• RECORDS FOR PROCESSING:
========================================
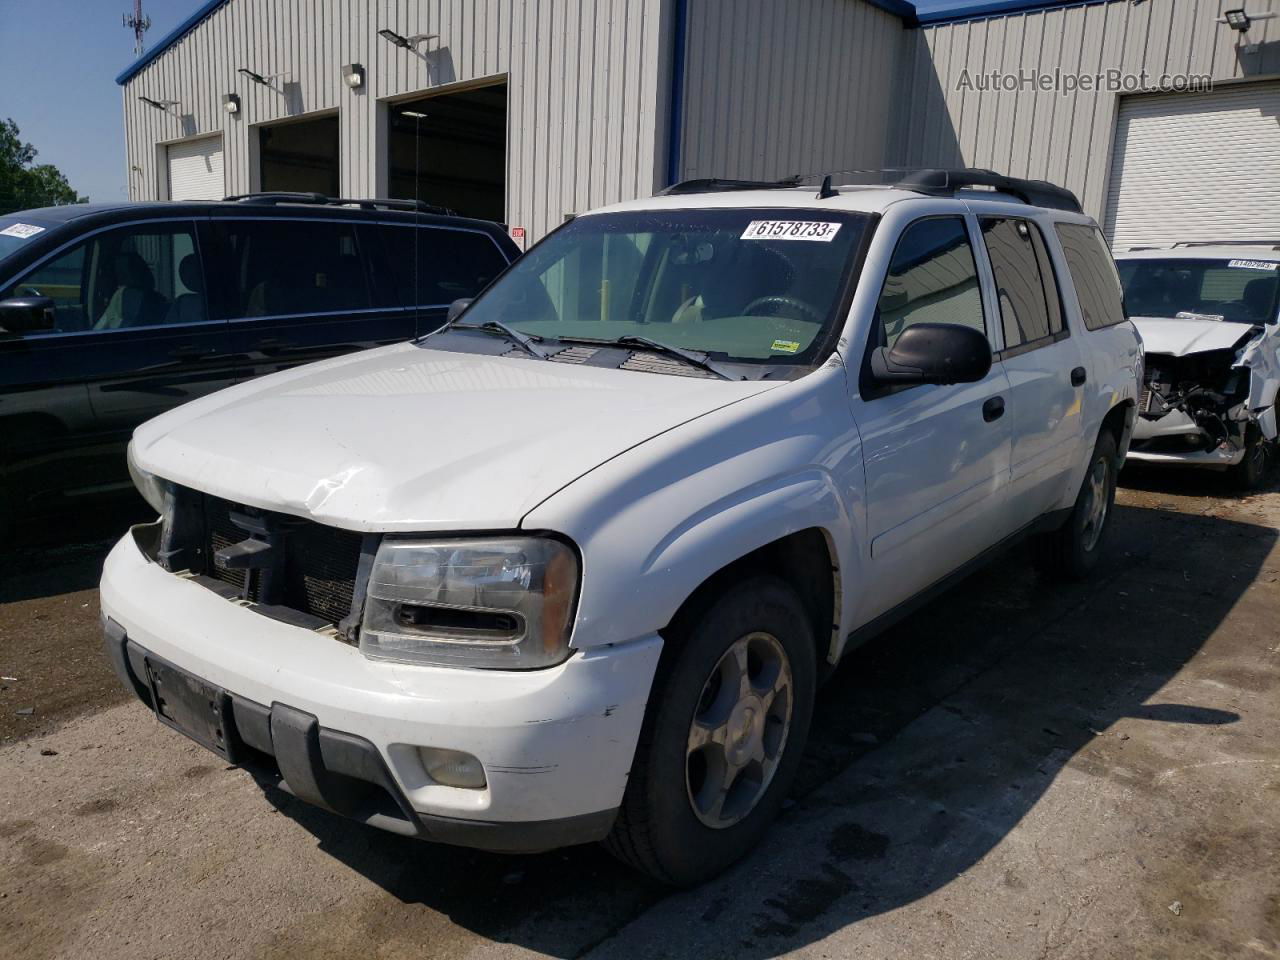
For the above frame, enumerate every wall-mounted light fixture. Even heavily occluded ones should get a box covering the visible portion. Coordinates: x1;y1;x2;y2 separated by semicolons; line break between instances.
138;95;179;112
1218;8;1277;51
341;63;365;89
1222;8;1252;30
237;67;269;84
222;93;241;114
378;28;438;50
========================================
• THE PROBLEM: With the pictures set aside, write out the whole listing exactly.

• REPLY TO THE EXERCISE:
For the above frame, enumerate every wall-mounted light fixture. Even heavily occluded ones should get a box covering the visible portion. Coordinates: x1;y1;x2;y2 separated by semicolons; line break between instances.
138;95;179;112
1218;8;1277;51
341;63;365;89
1222;8;1252;30
237;67;269;84
222;93;241;114
378;28;438;50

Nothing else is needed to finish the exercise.